Work task: Leaving out any pictures, transcribe every record exactly.

Information given:
□ □ □ □ □ □ □

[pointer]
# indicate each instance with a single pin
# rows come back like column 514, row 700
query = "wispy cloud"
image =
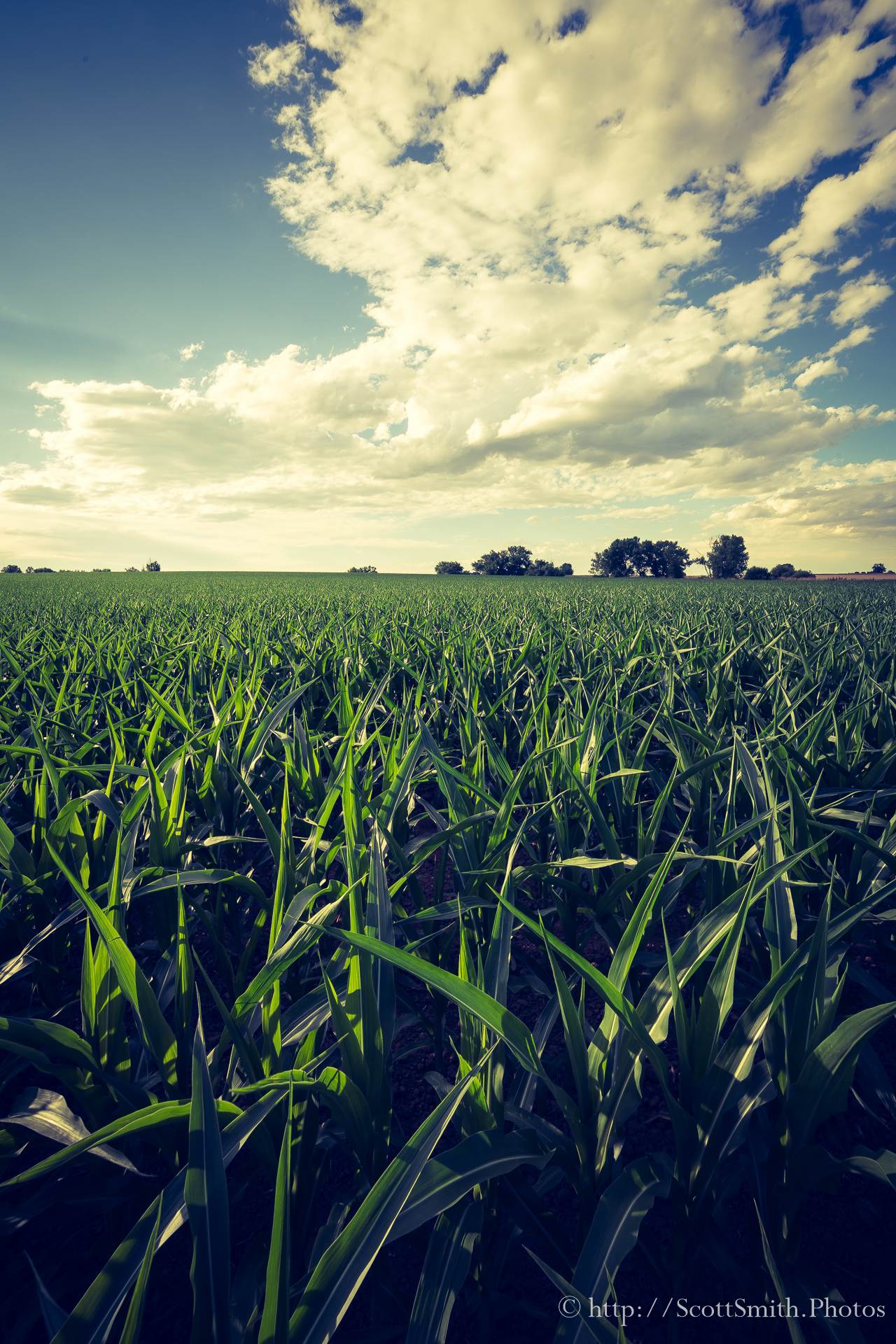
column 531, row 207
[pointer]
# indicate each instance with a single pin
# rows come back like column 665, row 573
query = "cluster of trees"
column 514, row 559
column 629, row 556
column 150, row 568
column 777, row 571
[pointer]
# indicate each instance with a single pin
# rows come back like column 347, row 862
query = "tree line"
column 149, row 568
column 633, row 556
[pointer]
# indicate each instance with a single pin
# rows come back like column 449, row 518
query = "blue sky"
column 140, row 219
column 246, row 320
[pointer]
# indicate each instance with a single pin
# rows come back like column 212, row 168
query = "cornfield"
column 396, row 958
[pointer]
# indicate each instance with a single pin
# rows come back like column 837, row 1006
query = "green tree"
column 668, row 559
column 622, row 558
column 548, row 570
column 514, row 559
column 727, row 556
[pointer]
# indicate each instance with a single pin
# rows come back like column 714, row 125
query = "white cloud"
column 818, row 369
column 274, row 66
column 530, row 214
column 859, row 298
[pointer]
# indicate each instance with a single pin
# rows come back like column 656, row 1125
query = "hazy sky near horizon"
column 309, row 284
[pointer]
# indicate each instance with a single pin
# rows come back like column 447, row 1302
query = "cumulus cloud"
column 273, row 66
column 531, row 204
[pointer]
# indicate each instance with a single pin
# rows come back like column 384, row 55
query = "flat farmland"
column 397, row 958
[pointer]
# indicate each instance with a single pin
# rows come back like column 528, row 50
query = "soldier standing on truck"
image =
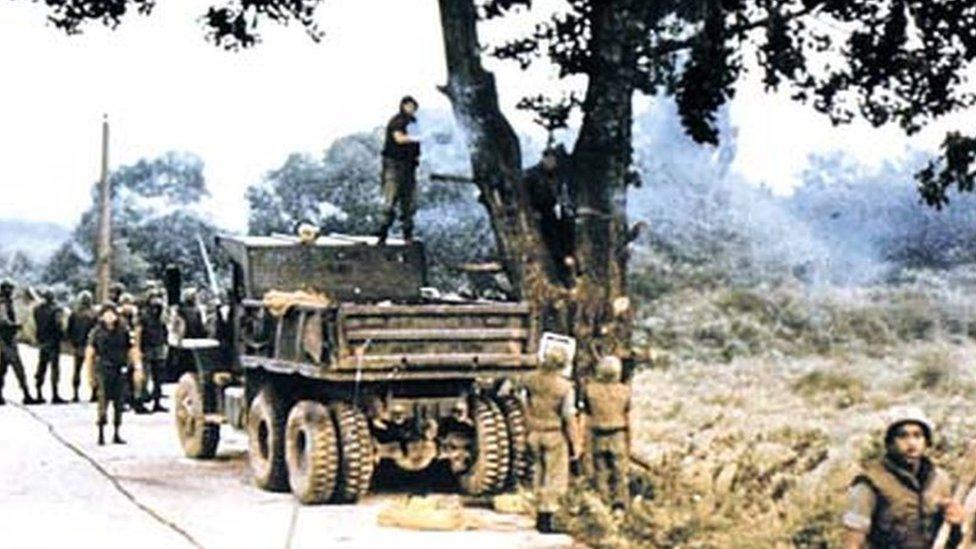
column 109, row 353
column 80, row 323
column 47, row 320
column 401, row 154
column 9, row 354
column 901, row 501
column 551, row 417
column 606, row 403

□ □ □ □ □ □ □

Task response:
[pointer]
# indicate each instance with a single pin
# rows come back like column 514, row 700
query = "wispy cloud"
image =
column 531, row 207
[pointer]
# indicate each instance with a single pin
# rows come back like column 665, row 573
query = "cluster of trees"
column 514, row 559
column 629, row 556
column 150, row 568
column 777, row 571
[pointer]
# indicate each instance with a single pin
# rows come back like column 347, row 862
query = "tree line"
column 149, row 568
column 633, row 556
[pointer]
# indicate each instance with a single pin
# rows come back like column 449, row 518
query = "blue sky"
column 140, row 219
column 246, row 320
[pointer]
# indicate each instance with a single pin
# rows come back like column 212, row 168
query = "cornfield"
column 396, row 958
[pointer]
# indicate each instance with a single pin
# rows come back like column 837, row 1006
query = "green tree"
column 668, row 559
column 622, row 558
column 548, row 570
column 514, row 559
column 727, row 556
[pointer]
# indicate each instance with a single pin
# rows come back like column 714, row 125
query = "white cloud"
column 818, row 369
column 274, row 66
column 530, row 214
column 859, row 298
[pointer]
# indicate each instance with a single pin
# rows come back like column 656, row 1125
query = "hazy sky near horizon"
column 309, row 284
[pointer]
# indicate each instance with a single pin
# rows come back like column 447, row 1302
query = "cumulus cloud"
column 273, row 66
column 531, row 204
[pointer]
# indicate each instance with a single pin
# rows come back like column 384, row 55
query = "flat farmland"
column 397, row 958
[pointer]
# indicate each instance with a single pin
# rows come back like column 528, row 50
query = "soldier standing on truck"
image =
column 109, row 353
column 80, row 323
column 47, row 320
column 401, row 154
column 9, row 354
column 901, row 501
column 551, row 417
column 606, row 403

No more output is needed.